Location identification items
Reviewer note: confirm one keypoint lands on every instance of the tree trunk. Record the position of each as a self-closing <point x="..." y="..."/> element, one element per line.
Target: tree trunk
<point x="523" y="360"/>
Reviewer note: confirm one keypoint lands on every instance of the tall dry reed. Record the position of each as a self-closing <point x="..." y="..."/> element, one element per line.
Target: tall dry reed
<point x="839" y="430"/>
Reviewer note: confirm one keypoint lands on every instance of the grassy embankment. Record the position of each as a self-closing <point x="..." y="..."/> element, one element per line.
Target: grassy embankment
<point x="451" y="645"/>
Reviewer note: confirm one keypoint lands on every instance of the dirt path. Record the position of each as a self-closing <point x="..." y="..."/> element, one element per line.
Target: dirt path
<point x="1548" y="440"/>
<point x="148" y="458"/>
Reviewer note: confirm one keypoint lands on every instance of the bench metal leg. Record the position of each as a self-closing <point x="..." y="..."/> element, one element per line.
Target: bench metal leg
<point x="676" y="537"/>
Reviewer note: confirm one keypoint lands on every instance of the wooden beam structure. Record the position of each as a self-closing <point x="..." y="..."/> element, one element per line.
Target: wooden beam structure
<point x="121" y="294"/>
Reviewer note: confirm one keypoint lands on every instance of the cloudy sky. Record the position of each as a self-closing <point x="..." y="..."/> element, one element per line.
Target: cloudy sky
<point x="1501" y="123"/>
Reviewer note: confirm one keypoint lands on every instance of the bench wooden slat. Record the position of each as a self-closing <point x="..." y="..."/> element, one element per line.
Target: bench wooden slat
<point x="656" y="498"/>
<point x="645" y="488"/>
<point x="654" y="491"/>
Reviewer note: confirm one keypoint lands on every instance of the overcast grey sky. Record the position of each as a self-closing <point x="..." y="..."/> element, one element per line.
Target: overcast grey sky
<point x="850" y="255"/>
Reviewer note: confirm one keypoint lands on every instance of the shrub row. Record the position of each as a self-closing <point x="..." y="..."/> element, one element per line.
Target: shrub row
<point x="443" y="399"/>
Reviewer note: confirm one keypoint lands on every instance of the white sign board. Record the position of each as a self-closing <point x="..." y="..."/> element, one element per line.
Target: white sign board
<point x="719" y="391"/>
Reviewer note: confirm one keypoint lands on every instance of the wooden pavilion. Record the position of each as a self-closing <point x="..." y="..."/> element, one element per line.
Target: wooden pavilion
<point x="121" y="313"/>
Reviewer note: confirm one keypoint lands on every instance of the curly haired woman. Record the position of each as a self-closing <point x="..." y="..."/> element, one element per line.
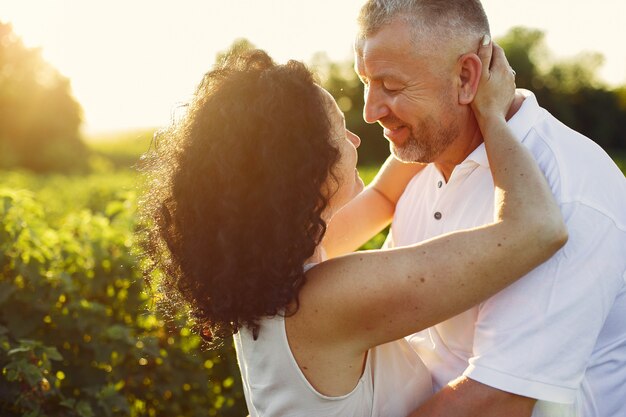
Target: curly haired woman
<point x="244" y="189"/>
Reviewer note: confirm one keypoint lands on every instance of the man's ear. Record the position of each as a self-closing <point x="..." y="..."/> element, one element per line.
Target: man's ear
<point x="469" y="70"/>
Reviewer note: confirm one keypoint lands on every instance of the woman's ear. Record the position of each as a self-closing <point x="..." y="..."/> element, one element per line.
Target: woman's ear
<point x="469" y="68"/>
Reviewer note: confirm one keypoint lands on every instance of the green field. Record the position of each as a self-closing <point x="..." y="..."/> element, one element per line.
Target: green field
<point x="86" y="341"/>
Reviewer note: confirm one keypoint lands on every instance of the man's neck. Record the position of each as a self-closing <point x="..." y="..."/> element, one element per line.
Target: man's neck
<point x="464" y="145"/>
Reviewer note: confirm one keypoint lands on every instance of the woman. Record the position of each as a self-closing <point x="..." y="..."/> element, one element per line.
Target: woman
<point x="243" y="190"/>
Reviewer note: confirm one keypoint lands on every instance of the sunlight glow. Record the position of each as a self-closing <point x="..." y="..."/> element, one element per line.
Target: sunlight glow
<point x="131" y="62"/>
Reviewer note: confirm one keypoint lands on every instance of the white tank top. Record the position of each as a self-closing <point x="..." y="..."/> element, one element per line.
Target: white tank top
<point x="394" y="383"/>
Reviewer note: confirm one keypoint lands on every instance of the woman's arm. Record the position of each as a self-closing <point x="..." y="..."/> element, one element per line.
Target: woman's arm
<point x="369" y="212"/>
<point x="369" y="298"/>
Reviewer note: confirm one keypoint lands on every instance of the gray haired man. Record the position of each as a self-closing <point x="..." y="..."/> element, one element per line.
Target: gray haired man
<point x="554" y="343"/>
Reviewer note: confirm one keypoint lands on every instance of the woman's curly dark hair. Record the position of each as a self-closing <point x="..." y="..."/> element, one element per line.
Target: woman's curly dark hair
<point x="235" y="197"/>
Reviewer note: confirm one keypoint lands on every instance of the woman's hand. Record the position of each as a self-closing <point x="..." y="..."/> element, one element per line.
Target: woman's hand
<point x="496" y="89"/>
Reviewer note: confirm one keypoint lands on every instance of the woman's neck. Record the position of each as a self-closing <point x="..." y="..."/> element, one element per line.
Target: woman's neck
<point x="318" y="256"/>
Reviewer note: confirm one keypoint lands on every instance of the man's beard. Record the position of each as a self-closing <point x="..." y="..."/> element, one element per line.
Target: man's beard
<point x="427" y="141"/>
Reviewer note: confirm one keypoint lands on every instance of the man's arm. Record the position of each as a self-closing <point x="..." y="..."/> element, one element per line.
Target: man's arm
<point x="464" y="397"/>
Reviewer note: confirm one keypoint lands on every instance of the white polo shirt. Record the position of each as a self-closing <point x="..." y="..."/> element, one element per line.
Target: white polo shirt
<point x="558" y="334"/>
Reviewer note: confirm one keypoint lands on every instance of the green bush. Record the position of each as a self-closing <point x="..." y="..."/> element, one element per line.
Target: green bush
<point x="77" y="334"/>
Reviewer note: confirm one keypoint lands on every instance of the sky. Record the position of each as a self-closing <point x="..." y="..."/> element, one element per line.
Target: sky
<point x="131" y="62"/>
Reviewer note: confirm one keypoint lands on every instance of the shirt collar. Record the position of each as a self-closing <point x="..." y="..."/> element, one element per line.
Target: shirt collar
<point x="520" y="125"/>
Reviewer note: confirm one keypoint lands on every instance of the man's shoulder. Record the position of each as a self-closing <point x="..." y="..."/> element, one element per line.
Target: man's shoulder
<point x="576" y="167"/>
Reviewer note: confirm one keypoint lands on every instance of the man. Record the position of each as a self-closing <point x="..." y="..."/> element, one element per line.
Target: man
<point x="554" y="343"/>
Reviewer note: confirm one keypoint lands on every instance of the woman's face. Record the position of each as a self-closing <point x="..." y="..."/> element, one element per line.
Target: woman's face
<point x="348" y="183"/>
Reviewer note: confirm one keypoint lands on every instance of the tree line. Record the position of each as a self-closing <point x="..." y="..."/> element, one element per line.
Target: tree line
<point x="40" y="119"/>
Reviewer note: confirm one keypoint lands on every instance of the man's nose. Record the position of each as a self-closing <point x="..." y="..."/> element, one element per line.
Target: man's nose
<point x="356" y="141"/>
<point x="375" y="107"/>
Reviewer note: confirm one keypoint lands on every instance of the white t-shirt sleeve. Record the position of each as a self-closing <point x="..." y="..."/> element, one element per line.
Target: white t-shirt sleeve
<point x="535" y="337"/>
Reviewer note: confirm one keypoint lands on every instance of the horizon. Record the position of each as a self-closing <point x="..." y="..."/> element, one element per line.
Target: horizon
<point x="130" y="64"/>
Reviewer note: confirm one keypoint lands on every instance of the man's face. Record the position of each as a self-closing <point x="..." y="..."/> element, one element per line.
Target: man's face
<point x="409" y="94"/>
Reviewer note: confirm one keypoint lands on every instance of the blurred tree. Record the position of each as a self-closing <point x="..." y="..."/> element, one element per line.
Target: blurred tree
<point x="569" y="89"/>
<point x="238" y="46"/>
<point x="39" y="118"/>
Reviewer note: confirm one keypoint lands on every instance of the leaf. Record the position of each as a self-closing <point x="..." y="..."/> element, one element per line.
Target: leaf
<point x="83" y="408"/>
<point x="19" y="350"/>
<point x="6" y="290"/>
<point x="68" y="402"/>
<point x="32" y="374"/>
<point x="53" y="354"/>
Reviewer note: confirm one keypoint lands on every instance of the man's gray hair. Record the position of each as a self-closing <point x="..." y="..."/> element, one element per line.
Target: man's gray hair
<point x="447" y="18"/>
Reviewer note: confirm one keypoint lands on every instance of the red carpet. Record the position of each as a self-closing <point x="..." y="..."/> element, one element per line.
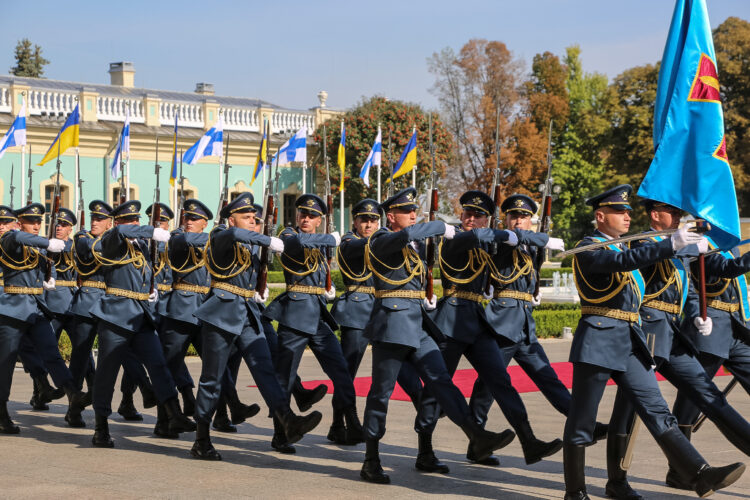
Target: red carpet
<point x="464" y="380"/>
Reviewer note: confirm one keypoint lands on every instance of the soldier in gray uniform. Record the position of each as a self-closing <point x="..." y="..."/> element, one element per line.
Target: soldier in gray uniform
<point x="24" y="312"/>
<point x="610" y="343"/>
<point x="401" y="331"/>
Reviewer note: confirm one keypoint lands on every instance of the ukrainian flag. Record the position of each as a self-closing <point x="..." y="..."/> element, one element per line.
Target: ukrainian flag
<point x="67" y="137"/>
<point x="342" y="155"/>
<point x="408" y="159"/>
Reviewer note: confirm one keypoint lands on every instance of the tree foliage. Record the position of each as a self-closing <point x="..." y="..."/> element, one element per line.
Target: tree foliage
<point x="29" y="60"/>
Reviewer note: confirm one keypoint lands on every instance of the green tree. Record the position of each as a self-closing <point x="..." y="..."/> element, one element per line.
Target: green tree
<point x="29" y="60"/>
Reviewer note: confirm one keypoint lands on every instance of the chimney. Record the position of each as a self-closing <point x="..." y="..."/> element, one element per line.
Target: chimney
<point x="122" y="74"/>
<point x="204" y="88"/>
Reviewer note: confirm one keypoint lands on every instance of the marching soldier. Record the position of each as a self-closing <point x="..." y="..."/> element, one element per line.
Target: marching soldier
<point x="473" y="332"/>
<point x="609" y="343"/>
<point x="24" y="311"/>
<point x="230" y="317"/>
<point x="400" y="331"/>
<point x="303" y="316"/>
<point x="127" y="318"/>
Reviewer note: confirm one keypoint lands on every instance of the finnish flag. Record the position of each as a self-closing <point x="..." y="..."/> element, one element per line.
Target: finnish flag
<point x="16" y="135"/>
<point x="210" y="144"/>
<point x="374" y="158"/>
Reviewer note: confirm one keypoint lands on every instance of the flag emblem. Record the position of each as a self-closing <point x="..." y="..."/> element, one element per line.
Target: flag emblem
<point x="705" y="86"/>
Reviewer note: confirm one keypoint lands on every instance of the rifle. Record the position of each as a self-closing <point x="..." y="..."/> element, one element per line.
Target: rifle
<point x="329" y="211"/>
<point x="430" y="246"/>
<point x="546" y="220"/>
<point x="155" y="218"/>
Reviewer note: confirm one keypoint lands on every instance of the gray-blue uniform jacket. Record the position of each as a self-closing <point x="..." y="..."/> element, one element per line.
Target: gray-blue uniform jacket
<point x="229" y="255"/>
<point x="27" y="253"/>
<point x="509" y="311"/>
<point x="127" y="274"/>
<point x="190" y="278"/>
<point x="305" y="267"/>
<point x="59" y="300"/>
<point x="352" y="308"/>
<point x="725" y="307"/>
<point x="460" y="314"/>
<point x="607" y="285"/>
<point x="396" y="265"/>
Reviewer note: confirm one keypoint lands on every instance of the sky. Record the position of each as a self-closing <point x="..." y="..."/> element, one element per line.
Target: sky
<point x="286" y="52"/>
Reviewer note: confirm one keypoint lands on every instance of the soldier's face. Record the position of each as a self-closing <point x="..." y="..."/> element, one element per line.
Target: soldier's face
<point x="99" y="225"/>
<point x="613" y="222"/>
<point x="518" y="220"/>
<point x="366" y="225"/>
<point x="471" y="219"/>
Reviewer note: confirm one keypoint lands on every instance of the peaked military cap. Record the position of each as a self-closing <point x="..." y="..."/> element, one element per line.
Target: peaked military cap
<point x="31" y="211"/>
<point x="406" y="199"/>
<point x="617" y="198"/>
<point x="366" y="208"/>
<point x="519" y="203"/>
<point x="243" y="203"/>
<point x="67" y="216"/>
<point x="311" y="203"/>
<point x="196" y="208"/>
<point x="100" y="209"/>
<point x="477" y="201"/>
<point x="6" y="213"/>
<point x="128" y="209"/>
<point x="165" y="214"/>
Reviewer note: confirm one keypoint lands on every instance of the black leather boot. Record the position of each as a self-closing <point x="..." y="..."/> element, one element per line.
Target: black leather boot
<point x="354" y="432"/>
<point x="221" y="418"/>
<point x="296" y="426"/>
<point x="127" y="409"/>
<point x="617" y="478"/>
<point x="372" y="471"/>
<point x="202" y="448"/>
<point x="6" y="424"/>
<point x="337" y="432"/>
<point x="690" y="465"/>
<point x="177" y="421"/>
<point x="482" y="442"/>
<point x="534" y="450"/>
<point x="101" y="438"/>
<point x="574" y="461"/>
<point x="306" y="398"/>
<point x="188" y="401"/>
<point x="426" y="459"/>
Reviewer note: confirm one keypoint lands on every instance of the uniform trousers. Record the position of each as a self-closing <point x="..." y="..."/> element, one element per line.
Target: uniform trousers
<point x="387" y="360"/>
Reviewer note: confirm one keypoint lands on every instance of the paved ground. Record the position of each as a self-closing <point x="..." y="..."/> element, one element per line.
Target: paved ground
<point x="50" y="460"/>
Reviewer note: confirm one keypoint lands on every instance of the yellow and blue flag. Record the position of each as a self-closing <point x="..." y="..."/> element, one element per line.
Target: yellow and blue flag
<point x="342" y="155"/>
<point x="66" y="137"/>
<point x="690" y="169"/>
<point x="408" y="159"/>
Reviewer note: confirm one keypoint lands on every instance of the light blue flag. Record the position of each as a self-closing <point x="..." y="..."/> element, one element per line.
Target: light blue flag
<point x="690" y="169"/>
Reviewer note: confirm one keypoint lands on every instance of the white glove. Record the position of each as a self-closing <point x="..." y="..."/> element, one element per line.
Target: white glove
<point x="555" y="244"/>
<point x="55" y="245"/>
<point x="430" y="304"/>
<point x="276" y="245"/>
<point x="160" y="235"/>
<point x="703" y="326"/>
<point x="337" y="237"/>
<point x="450" y="232"/>
<point x="682" y="238"/>
<point x="261" y="298"/>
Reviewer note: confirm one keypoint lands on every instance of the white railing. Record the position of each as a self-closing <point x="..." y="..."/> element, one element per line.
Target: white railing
<point x="115" y="109"/>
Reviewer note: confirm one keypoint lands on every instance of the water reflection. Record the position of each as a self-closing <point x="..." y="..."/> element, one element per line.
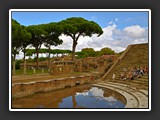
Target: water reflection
<point x="82" y="96"/>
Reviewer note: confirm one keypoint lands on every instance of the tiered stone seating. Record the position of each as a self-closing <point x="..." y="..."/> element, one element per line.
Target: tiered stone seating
<point x="135" y="91"/>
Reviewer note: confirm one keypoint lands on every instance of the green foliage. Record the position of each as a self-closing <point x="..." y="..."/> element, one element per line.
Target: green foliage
<point x="76" y="27"/>
<point x="86" y="52"/>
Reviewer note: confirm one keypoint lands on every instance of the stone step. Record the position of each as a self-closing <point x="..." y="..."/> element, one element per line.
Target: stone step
<point x="142" y="99"/>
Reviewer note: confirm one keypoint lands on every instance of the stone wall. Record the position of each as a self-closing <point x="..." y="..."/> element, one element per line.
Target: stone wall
<point x="62" y="67"/>
<point x="29" y="88"/>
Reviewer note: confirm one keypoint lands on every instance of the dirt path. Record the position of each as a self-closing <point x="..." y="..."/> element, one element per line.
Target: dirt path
<point x="46" y="76"/>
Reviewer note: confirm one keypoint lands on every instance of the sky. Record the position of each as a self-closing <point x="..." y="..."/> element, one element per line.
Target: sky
<point x="120" y="28"/>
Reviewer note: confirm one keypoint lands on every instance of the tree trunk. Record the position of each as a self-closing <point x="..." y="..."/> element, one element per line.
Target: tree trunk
<point x="49" y="53"/>
<point x="74" y="101"/>
<point x="37" y="66"/>
<point x="24" y="64"/>
<point x="73" y="50"/>
<point x="14" y="64"/>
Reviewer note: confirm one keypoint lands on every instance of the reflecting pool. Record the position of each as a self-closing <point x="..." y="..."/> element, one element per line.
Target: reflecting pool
<point x="81" y="96"/>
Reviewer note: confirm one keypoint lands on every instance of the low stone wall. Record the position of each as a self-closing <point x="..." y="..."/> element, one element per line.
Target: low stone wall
<point x="29" y="88"/>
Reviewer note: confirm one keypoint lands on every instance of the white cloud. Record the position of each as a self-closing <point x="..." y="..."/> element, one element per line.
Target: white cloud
<point x="116" y="19"/>
<point x="135" y="31"/>
<point x="112" y="37"/>
<point x="111" y="22"/>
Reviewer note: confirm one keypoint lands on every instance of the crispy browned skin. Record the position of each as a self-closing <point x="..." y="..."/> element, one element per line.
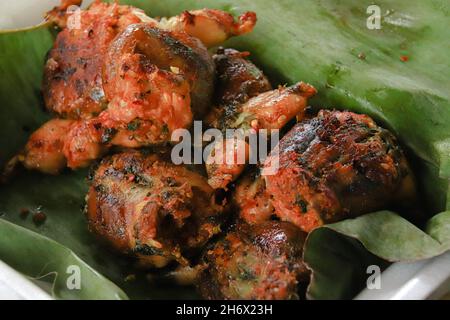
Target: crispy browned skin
<point x="238" y="80"/>
<point x="150" y="78"/>
<point x="255" y="262"/>
<point x="176" y="57"/>
<point x="335" y="166"/>
<point x="145" y="206"/>
<point x="210" y="26"/>
<point x="44" y="149"/>
<point x="59" y="15"/>
<point x="72" y="85"/>
<point x="251" y="198"/>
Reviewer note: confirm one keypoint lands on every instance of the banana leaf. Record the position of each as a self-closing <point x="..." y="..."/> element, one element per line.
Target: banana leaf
<point x="398" y="75"/>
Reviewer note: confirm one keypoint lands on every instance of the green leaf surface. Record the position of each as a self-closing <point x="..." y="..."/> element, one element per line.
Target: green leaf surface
<point x="28" y="251"/>
<point x="318" y="41"/>
<point x="340" y="253"/>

Your instructions. The lines to reproduce run from the one that contains "of the banana" through the last line above; copy them exactly.

Task answer.
Reviewer note: confirm one keypoint lands on every instance of the banana leaf. Record the position of each as a self-closing <point x="..." y="..."/> element, one element per line.
Target: banana leaf
<point x="398" y="75"/>
Reviewer note: confirm one keypoint lands on every instance of the green leaf surface. Record the position of each as a self-closing <point x="..." y="..."/> element, one element per line.
Target: green leaf surface
<point x="28" y="251"/>
<point x="318" y="41"/>
<point x="340" y="253"/>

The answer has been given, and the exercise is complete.